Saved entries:
————

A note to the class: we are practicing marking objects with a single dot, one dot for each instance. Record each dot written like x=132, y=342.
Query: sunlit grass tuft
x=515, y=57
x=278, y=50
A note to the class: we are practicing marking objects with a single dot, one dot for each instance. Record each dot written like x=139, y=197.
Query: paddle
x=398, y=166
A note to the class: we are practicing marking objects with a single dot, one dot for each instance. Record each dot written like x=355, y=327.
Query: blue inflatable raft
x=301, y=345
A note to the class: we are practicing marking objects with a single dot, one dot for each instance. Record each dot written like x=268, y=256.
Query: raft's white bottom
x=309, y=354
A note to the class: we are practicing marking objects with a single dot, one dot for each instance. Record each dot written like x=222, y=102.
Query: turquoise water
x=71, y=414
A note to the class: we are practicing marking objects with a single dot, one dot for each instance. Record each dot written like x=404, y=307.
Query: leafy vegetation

————

Task requirements: Filter the data for the string "like". Copy each matching line.

Solution to this task:
A note to the class: we are practicing marking objects with a single dot, one dot for each instance. Record each dot written like x=132, y=342.
A note to the class: we are practicing marking objects with a single dot, one dot for each instance. Record each dot written like x=139, y=197.
A note to the class: we are practicing marking objects with a single dot, one dot for each instance. Record each dot written like x=355, y=327.
A note to the class: we are practicing marking objects with a single dot, one dot for each instance. Record each dot written like x=268, y=256.
A note to the class: we are practicing marking objects with a single dot, one dot for each instance. Record each dot written like x=222, y=102.
A note to the class: we are practicing marking objects with a single dot, one dot for each instance. Record each dot written like x=404, y=307.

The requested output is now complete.